### Data provided
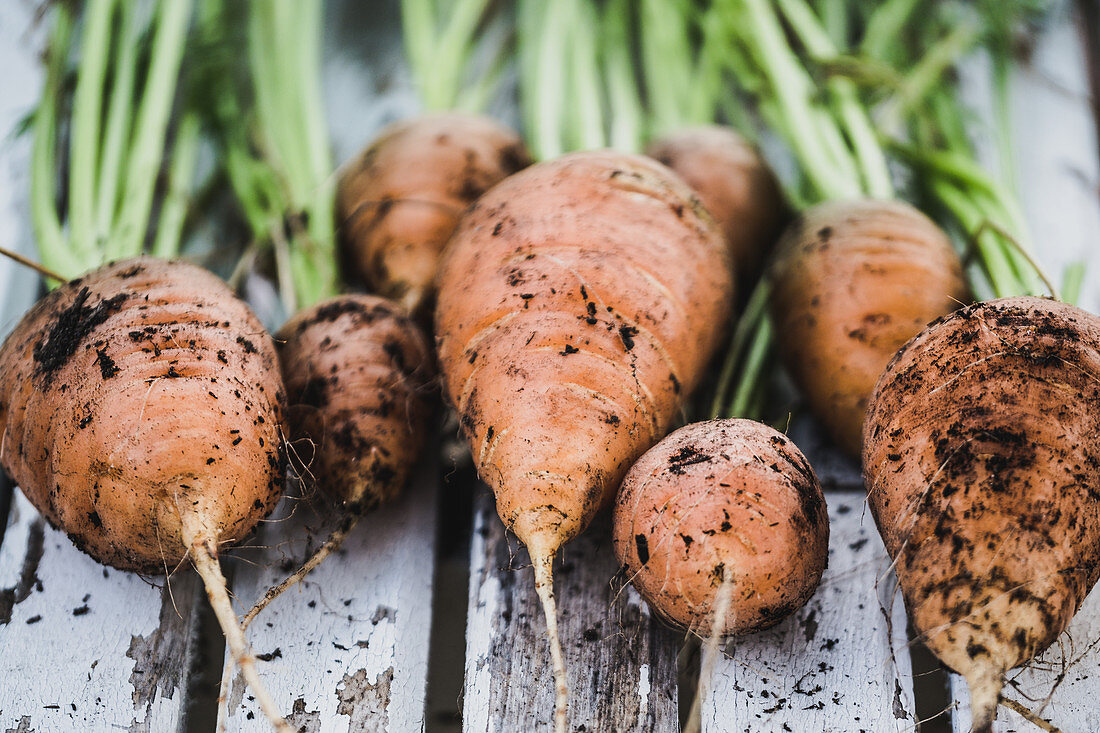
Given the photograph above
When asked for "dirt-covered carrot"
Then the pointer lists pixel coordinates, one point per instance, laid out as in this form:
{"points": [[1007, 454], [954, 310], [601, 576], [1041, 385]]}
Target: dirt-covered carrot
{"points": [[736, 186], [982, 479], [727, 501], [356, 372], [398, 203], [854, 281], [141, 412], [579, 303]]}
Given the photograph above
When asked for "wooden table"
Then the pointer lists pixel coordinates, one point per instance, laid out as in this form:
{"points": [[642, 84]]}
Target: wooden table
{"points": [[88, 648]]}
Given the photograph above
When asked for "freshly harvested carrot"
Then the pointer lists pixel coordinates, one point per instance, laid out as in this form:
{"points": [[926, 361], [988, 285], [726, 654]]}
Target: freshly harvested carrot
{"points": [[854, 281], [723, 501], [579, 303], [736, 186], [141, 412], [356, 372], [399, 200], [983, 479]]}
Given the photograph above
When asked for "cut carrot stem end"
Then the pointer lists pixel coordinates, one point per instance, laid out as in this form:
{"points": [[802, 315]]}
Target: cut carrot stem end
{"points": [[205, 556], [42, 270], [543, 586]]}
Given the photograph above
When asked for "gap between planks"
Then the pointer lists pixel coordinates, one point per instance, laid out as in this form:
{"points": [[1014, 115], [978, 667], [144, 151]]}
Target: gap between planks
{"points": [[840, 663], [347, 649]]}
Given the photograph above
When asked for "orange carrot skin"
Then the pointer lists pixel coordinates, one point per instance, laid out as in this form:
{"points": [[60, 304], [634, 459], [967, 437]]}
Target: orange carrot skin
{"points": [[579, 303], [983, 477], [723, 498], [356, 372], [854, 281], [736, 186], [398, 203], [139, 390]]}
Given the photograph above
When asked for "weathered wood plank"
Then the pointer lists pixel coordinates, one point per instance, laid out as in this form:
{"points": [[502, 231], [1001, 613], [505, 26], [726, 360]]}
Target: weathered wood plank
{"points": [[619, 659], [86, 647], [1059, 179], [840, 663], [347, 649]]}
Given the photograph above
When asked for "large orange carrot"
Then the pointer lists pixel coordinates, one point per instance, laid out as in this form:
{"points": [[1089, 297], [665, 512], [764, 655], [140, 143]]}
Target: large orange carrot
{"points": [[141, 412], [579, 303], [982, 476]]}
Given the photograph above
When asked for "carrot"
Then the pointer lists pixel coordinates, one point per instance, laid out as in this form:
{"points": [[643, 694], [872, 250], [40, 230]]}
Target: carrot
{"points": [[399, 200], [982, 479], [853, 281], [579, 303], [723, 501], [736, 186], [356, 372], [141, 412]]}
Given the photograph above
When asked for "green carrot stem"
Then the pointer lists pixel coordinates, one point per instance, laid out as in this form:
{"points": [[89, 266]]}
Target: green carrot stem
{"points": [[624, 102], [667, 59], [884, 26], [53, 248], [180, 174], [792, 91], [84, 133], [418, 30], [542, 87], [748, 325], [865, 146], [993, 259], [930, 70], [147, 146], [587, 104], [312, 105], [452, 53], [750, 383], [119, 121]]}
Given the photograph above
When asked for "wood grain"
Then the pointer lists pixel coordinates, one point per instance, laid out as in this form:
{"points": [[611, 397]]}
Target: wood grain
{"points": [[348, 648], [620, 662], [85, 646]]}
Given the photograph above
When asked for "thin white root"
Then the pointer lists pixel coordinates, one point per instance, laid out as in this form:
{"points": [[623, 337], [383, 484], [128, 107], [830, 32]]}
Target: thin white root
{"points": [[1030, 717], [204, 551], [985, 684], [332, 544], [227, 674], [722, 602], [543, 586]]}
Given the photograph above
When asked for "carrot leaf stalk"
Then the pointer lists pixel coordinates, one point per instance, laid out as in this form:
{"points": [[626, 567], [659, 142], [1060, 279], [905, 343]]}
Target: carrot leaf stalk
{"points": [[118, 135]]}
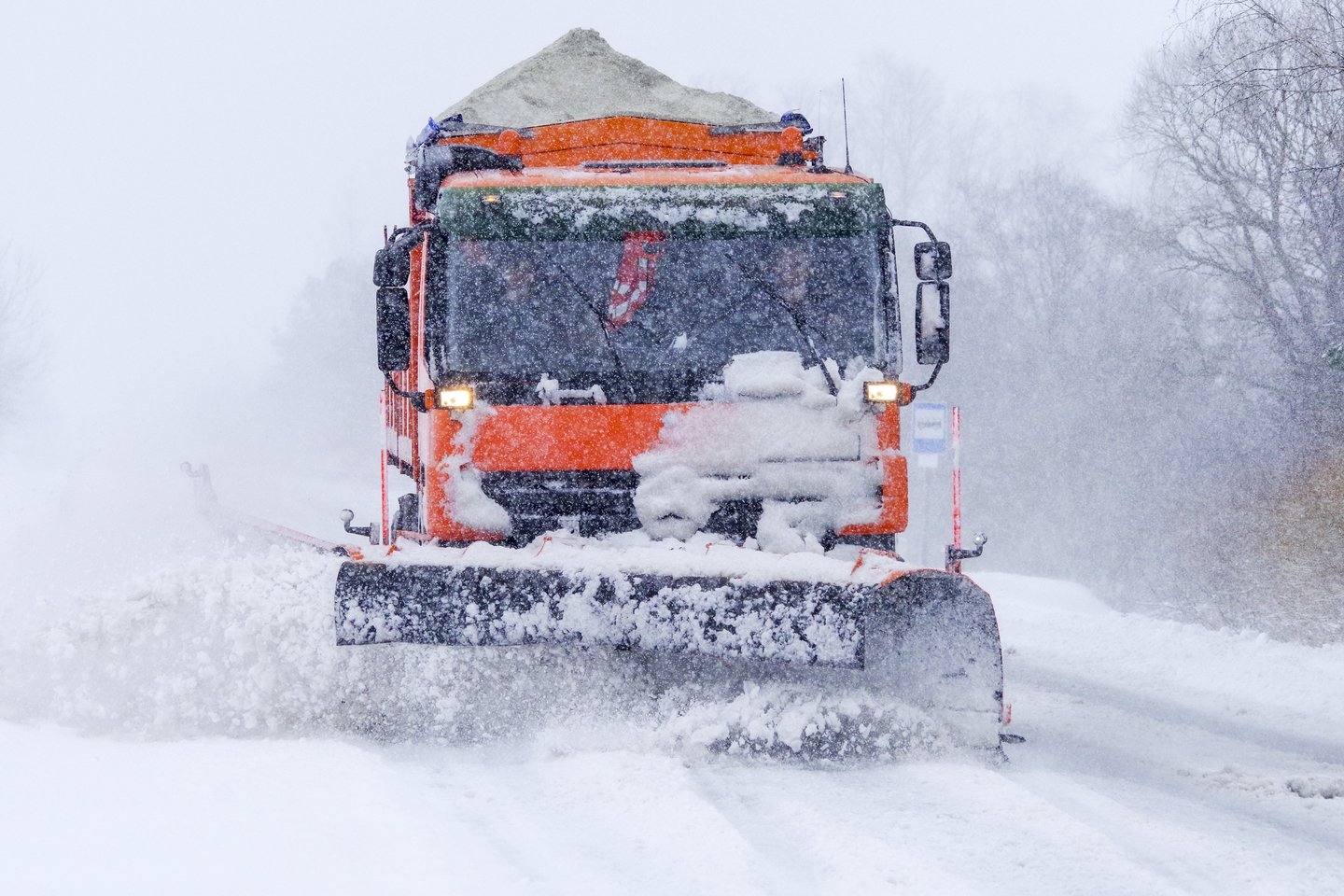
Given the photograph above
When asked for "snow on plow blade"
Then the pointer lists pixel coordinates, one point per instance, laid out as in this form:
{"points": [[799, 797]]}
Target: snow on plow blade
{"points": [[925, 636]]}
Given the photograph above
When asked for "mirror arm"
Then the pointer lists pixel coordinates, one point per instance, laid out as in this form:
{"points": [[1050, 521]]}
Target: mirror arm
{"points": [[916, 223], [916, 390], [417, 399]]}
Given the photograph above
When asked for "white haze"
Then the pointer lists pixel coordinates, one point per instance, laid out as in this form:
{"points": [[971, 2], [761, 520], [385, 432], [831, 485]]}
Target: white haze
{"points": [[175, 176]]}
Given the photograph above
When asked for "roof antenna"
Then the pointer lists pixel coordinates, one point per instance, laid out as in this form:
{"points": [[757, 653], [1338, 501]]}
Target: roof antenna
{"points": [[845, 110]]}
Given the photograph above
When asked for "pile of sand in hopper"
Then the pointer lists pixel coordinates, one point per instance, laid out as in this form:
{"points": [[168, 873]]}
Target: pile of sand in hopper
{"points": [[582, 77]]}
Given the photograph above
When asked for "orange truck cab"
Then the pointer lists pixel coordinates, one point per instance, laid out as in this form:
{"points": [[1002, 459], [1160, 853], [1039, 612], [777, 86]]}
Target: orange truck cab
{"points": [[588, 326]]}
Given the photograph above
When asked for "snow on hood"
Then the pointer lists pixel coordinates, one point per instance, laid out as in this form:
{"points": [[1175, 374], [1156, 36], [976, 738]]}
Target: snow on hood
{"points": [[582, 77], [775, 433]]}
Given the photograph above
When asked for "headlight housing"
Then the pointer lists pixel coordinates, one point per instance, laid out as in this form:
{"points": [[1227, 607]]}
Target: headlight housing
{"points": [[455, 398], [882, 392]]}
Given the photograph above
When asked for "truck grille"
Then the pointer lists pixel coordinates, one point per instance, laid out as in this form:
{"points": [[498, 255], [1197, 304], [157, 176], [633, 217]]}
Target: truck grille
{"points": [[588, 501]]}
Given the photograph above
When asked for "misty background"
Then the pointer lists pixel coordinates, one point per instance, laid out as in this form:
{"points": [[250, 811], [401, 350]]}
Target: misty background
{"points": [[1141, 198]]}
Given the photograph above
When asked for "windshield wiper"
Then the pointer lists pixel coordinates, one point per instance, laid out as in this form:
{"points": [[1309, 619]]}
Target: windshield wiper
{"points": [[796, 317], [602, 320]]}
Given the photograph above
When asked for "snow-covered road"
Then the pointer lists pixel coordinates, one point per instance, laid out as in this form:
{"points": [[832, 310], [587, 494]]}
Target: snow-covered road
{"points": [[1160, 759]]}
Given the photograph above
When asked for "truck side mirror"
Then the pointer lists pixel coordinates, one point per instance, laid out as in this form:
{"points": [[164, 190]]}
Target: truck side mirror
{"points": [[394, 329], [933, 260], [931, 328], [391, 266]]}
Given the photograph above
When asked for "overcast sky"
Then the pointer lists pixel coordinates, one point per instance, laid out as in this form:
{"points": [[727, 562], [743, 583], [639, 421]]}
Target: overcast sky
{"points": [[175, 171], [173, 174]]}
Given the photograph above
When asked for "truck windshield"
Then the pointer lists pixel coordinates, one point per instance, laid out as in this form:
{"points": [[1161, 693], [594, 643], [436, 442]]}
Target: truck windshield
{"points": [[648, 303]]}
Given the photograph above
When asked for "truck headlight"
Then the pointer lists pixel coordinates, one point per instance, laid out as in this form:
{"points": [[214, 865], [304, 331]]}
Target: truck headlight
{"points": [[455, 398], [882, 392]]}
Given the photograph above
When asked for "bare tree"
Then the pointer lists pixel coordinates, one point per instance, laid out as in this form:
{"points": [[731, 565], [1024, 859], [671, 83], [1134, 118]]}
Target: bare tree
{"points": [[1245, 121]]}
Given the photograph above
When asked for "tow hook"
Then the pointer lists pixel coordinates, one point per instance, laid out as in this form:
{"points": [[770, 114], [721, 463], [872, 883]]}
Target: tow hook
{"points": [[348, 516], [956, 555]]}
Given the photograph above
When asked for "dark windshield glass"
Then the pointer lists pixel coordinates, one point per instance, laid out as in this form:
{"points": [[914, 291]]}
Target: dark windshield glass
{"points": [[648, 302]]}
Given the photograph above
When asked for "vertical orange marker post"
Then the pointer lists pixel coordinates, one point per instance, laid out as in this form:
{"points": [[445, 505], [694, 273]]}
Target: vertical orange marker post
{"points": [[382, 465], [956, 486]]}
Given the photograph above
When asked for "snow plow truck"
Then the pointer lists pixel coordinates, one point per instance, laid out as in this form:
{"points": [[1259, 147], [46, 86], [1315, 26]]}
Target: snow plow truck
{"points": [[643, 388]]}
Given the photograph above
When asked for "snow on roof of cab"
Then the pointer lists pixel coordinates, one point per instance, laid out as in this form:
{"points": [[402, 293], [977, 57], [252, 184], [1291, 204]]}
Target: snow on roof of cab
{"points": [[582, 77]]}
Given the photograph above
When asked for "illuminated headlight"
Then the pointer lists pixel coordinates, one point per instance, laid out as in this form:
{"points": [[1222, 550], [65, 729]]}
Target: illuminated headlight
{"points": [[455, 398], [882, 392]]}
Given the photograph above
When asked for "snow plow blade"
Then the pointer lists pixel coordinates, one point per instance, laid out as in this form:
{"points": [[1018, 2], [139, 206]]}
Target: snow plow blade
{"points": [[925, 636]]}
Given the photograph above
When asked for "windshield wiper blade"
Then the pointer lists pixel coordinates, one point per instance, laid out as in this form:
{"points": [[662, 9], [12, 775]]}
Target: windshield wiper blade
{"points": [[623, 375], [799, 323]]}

### Problem statement
Report every line of the material that contains the word "bare", copying each such line in full. Case counts.

### Answer for this exercise
When asked for "bare tree"
Target: bare tree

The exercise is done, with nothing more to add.